> ТЕКСТ ДЛЯ ЧТЕНИЯ
━━━━━━━━
Что касается серебра — у него тоже своя специфика, чуть посложнее. Оно мягче, деликатнее. Не всякий камень способны удержать серебряные крапана. Но серебро красивое! И вот на каком-то предмете можно допустить недочет, где-то человек еще не доучился, и изделие выдержит, а что-то чернь скроет.
Но что допустимо на серебре, уже не допустимо на золоте. Там все должно быть более тщательно, более качественно. До золота надо дорасти.
И вот у меня такой случился переломный момент в отношении материалов. Был я тогда в Израиле, делал какие-то модели, скорее всего из серебра, денег еще тогда не было достаточных. Заглянули в мастерскую евреи, которые торговали бриллиантами, когда еще и Израиля не было, была подмандатная британская Палестина. Посмотрели, что я делаю, и сказали — заканчивай с этими глупостями, с серебром, должно быть золото 18 карат, и всё. И с тех пор золото – мой материал. При всем моем уважении к любым другим прочим.
Вот, например, «Сова» из белого золота, я возил ее в Иркутск на конкурс Серебряный Бабр. Сделана очень тщательно, закрепка интересная, сзади безант, вот эта решеточка, чеканка, и золото матовое, пескоструйное. Роскошные дорогие предметы – они как правило вот с такими штучками, и иногда через эту фактуру тоже есть возможность передать какую-то информацию.
«Ночной полёт» («Сова») Эдуарда Никитина, эскиз к работе и этапы создания:
\
Всё, что я хотел бы сегодня сказать, донести своим творчеством – должно быть в золоте. Оно лучше льётся, более тонкое, покрепче, чем серебро. То, что оно дороже стоит – как говорится, не моя вина. Вот, наверное, так.
Какую вашу работу можно было бы использовать как ваш «аватар»?
Думаю, «Игры единорогов». Я эту работу мгновенно придумал и очень долго делал. Считаю ее вполне своей удачной работой. Она актуальна каждый день, когда включаешь новости с телевизора, и видимо еще долго будет.
━━━━━━━━
> СТРОКИ
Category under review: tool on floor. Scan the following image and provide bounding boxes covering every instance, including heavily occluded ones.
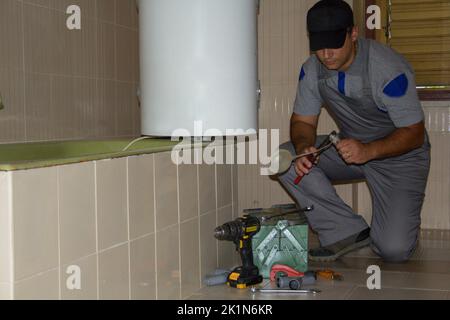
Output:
[261,206,314,222]
[270,264,305,281]
[251,287,321,294]
[214,216,263,289]
[275,271,316,290]
[294,131,340,185]
[203,269,231,286]
[315,269,344,281]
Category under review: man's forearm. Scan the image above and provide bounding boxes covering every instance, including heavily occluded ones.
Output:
[366,122,425,160]
[291,121,316,154]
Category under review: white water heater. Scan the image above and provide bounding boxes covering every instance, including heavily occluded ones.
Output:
[139,0,259,136]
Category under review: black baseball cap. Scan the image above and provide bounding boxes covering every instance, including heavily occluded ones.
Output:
[307,0,354,51]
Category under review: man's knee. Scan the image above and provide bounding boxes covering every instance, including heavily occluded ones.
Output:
[372,237,416,262]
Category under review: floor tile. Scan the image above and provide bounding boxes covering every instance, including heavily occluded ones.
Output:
[348,287,447,300]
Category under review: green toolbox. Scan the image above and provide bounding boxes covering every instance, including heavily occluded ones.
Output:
[244,204,308,278]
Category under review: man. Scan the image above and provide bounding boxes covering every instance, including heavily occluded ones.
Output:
[280,0,430,262]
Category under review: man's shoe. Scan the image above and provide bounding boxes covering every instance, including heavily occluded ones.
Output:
[309,228,370,262]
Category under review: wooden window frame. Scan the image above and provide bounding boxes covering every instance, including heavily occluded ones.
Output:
[364,0,450,101]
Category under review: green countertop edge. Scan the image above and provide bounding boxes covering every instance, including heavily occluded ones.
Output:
[0,141,210,172]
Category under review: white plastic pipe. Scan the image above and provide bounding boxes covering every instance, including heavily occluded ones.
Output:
[139,0,258,136]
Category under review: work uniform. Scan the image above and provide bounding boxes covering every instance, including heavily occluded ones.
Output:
[280,39,430,261]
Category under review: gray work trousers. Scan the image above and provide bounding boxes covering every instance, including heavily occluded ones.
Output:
[279,136,430,261]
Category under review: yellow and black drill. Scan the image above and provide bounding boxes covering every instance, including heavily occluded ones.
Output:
[214,216,263,289]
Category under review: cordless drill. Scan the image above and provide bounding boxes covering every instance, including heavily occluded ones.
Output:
[214,216,263,289]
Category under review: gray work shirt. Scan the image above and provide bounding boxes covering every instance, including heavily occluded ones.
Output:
[294,38,428,149]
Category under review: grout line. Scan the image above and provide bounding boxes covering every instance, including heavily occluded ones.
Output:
[152,153,158,300]
[7,172,15,299]
[176,153,182,299]
[214,159,220,268]
[198,162,202,288]
[56,167,62,300]
[94,161,100,300]
[125,157,131,300]
[20,2,28,141]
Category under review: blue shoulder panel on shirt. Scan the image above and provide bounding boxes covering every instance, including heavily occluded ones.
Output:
[338,72,345,96]
[300,67,306,81]
[383,73,408,98]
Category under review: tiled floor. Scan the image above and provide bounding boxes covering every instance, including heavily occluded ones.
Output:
[189,230,450,300]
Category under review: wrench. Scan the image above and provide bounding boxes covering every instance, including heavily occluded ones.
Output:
[250,287,321,294]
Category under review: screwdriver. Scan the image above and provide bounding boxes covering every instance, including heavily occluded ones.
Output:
[294,131,340,185]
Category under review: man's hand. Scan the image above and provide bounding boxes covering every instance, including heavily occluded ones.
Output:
[336,139,373,164]
[295,147,319,177]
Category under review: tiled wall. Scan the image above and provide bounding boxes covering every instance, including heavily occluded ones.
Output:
[0,152,237,299]
[0,0,140,143]
[239,0,450,229]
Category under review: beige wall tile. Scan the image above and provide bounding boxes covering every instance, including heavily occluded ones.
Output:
[23,0,50,8]
[14,269,59,300]
[12,168,58,280]
[97,0,116,23]
[97,21,116,79]
[198,164,216,214]
[217,206,236,269]
[200,210,218,279]
[231,164,239,218]
[98,243,129,300]
[155,152,178,231]
[58,162,97,264]
[0,0,23,70]
[0,282,13,300]
[0,172,13,282]
[96,159,128,250]
[156,224,181,300]
[180,217,200,299]
[216,164,232,208]
[50,0,96,21]
[23,4,52,73]
[116,26,136,82]
[130,234,156,300]
[128,154,155,239]
[49,76,96,139]
[0,67,26,142]
[25,73,53,141]
[116,0,136,28]
[94,80,117,137]
[59,254,98,300]
[116,82,137,136]
[178,164,199,222]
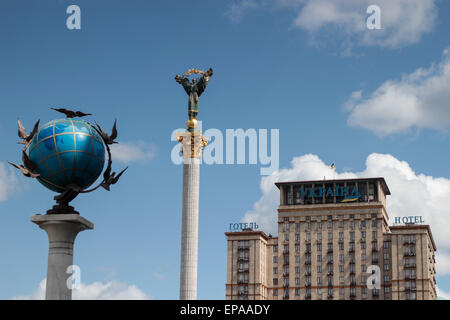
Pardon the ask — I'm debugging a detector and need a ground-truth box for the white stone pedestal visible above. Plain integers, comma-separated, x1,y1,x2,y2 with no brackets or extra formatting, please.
31,213,94,300
180,158,200,300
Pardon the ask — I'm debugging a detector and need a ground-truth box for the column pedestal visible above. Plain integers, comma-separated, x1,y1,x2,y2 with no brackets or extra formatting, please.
177,131,208,300
31,213,94,300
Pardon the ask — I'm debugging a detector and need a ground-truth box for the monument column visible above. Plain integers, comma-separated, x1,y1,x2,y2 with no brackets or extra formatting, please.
177,126,208,300
31,213,94,300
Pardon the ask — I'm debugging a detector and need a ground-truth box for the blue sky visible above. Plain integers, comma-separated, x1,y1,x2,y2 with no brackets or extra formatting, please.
0,0,450,299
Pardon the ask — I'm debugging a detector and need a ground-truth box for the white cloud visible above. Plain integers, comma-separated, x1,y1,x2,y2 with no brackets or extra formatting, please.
12,279,151,300
226,0,438,51
225,0,259,23
436,287,450,300
243,153,450,275
345,49,450,136
111,141,156,163
0,162,18,202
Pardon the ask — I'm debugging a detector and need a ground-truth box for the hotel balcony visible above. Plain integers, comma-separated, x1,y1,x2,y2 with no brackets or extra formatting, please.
403,251,416,257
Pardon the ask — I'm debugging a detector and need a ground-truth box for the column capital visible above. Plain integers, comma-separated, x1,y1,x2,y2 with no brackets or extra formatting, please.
177,131,208,159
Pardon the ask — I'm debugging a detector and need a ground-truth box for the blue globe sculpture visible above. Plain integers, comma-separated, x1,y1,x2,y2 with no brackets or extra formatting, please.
28,119,105,192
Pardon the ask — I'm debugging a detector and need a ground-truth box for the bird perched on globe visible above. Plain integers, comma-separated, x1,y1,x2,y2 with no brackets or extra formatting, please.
9,108,128,214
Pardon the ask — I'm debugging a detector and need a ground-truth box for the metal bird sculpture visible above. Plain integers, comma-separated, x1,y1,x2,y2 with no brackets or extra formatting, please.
17,118,40,150
101,167,128,191
8,161,39,178
95,119,117,144
50,108,92,119
8,150,40,178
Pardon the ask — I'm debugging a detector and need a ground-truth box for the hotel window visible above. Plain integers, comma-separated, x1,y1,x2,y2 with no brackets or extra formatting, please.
372,241,378,250
350,242,355,251
369,183,378,201
328,288,334,297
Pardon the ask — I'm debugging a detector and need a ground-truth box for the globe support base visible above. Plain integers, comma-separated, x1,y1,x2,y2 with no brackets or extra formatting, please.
31,213,94,300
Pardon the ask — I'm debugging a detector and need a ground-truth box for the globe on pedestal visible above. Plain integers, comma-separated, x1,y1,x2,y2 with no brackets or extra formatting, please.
28,119,105,192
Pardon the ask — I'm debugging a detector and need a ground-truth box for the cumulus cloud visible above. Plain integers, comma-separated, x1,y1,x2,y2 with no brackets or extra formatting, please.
225,0,259,23
243,153,450,275
226,0,438,49
345,48,450,136
0,162,18,202
12,279,151,300
111,141,156,163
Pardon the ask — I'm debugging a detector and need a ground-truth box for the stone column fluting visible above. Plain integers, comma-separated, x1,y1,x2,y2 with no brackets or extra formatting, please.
178,131,208,300
31,213,94,300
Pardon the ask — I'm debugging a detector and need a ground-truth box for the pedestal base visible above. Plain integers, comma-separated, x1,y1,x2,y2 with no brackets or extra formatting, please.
31,213,94,300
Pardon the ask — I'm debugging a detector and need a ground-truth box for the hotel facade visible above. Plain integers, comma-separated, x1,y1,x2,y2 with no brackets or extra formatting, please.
225,178,437,300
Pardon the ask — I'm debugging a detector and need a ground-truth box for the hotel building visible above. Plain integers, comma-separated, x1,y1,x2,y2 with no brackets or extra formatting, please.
225,178,437,300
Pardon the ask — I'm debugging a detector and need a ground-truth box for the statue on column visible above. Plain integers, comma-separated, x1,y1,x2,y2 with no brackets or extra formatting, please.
175,68,213,129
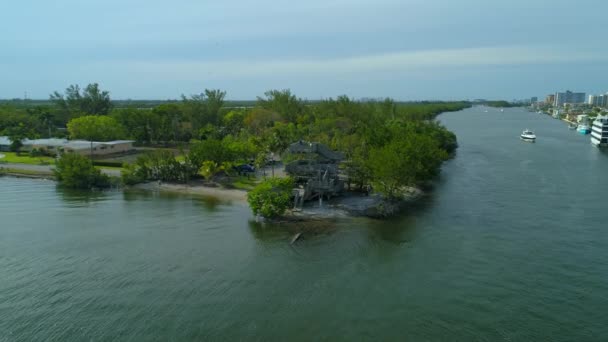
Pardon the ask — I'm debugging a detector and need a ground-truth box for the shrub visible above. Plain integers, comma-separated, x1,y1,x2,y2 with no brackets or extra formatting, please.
247,178,294,218
53,153,110,189
120,164,146,185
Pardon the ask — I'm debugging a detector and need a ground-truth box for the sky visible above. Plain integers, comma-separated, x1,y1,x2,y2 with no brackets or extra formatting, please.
0,0,608,100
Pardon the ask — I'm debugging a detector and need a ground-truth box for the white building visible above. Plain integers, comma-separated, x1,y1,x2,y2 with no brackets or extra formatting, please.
553,90,586,107
0,137,134,155
587,93,608,107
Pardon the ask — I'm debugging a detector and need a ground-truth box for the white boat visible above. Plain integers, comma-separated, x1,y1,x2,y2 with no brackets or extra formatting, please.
519,129,536,142
576,124,591,134
591,115,608,147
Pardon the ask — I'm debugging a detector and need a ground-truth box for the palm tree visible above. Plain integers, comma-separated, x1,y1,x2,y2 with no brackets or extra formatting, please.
39,110,54,139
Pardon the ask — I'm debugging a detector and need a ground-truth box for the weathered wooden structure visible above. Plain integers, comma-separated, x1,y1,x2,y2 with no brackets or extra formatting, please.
285,141,344,208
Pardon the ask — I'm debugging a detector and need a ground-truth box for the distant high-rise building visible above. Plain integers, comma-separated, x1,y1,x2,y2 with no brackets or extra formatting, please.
587,93,608,107
553,90,586,107
587,95,599,106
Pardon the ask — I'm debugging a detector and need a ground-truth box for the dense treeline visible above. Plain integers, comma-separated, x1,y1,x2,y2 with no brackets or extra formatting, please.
0,84,470,197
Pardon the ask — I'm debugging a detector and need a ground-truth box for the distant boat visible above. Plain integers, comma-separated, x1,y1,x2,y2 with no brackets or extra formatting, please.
520,129,536,142
591,115,608,147
576,124,591,134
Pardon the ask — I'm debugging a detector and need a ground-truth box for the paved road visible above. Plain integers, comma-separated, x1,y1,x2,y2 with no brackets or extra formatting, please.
0,163,120,177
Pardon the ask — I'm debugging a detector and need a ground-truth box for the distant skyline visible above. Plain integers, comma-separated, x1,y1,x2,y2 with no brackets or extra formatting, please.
0,0,608,100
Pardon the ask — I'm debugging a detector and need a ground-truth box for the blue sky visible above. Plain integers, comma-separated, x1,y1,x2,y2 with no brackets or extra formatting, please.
0,0,608,100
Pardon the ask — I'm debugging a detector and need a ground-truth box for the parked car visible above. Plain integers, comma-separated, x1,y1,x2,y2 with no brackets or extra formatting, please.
233,164,255,175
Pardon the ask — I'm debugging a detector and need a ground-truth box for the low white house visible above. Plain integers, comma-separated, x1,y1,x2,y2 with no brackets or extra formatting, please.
0,137,134,155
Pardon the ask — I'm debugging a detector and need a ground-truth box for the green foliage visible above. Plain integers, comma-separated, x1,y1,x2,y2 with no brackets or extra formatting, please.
4,123,33,154
182,89,226,130
120,164,147,185
200,160,221,180
50,83,112,119
53,153,110,189
247,178,294,218
188,138,246,168
122,150,198,185
68,115,125,141
257,89,305,122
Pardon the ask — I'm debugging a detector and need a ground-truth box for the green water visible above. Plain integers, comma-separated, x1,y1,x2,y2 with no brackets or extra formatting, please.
0,108,608,342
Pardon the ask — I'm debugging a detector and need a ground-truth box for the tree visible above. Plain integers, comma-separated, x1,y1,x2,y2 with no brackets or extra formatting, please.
68,115,125,141
257,89,305,122
182,89,226,131
38,110,54,139
4,122,32,154
153,103,184,142
247,178,294,218
367,128,447,199
188,139,236,169
110,108,160,144
50,83,112,118
68,115,125,157
53,153,110,189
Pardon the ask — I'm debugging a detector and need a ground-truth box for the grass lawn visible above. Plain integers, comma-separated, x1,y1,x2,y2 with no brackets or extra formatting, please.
0,152,55,165
0,165,53,176
229,176,259,191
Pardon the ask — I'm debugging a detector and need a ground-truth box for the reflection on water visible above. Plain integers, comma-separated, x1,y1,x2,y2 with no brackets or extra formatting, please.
56,185,109,207
249,218,340,241
0,108,608,341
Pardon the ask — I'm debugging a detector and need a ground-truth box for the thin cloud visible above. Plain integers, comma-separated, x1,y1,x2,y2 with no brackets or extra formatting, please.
97,46,605,80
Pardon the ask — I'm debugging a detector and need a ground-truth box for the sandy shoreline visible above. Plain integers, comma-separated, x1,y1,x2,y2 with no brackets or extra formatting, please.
132,182,247,203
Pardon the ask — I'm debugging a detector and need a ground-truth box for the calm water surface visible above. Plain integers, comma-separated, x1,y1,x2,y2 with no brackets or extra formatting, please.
0,108,608,341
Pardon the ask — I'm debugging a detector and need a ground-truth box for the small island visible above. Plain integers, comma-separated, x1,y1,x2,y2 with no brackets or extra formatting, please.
0,84,470,218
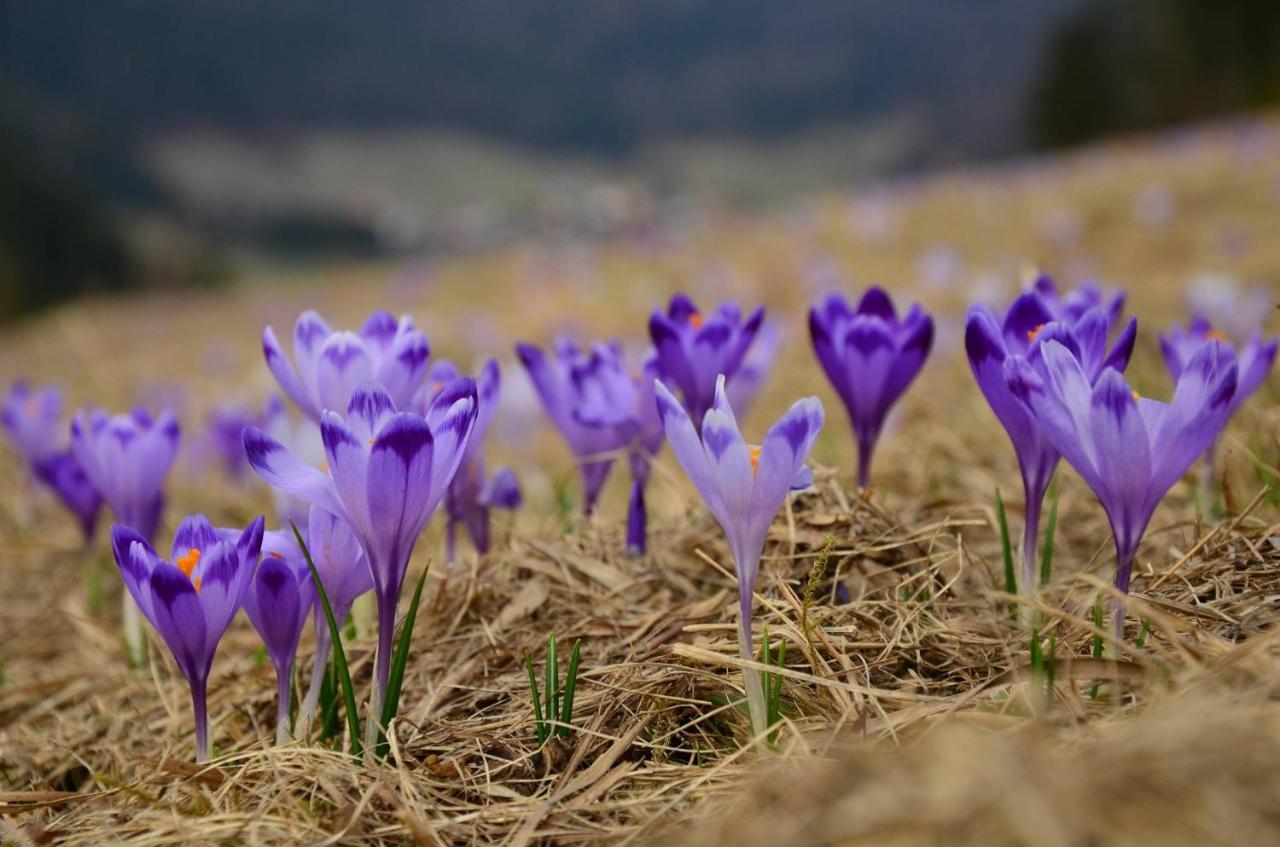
━━━━━━━━
> СПИСОК ЗАДАНИЙ
1. Из какого золота сделана «Сова», упомянутая в отрывке о золоте и серебре?
2. Перепишите из отрывка о золоте и серебре фрагмент между словами «Но что допустимо» и «любым другим прочим.» включительно.
3. Назовите все географические названия из отрывка о золоте и серебре.

> ОТВЕТЫ К УПРАЖНЕНИЮ
1. Из белого золота.

2.
Но что допустимо на серебре, уже не допустимо на золоте. Там все должно быть более тщательно, более качественно. До золота надо дорасти.
И вот у меня такой случился переломный момент в отношении материалов. Был я тогда в Израиле, делал какие-то модели, скорее всего из серебра, денег еще тогда не было достаточных. Заглянули в мастерскую евреи, которые торговали бриллиантами, когда еще и Израиля не было, была подмандатная британская Палестина. Посмотрели, что я делаю, и сказали — заканчивай с этими глупостями, с серебром, должно быть золото 18 карат, и всё. И с тех пор золото – мой материал. При всем моем уважении к любым другим прочим.

3. Израиль, подмандатная британская Палестина, Иркутск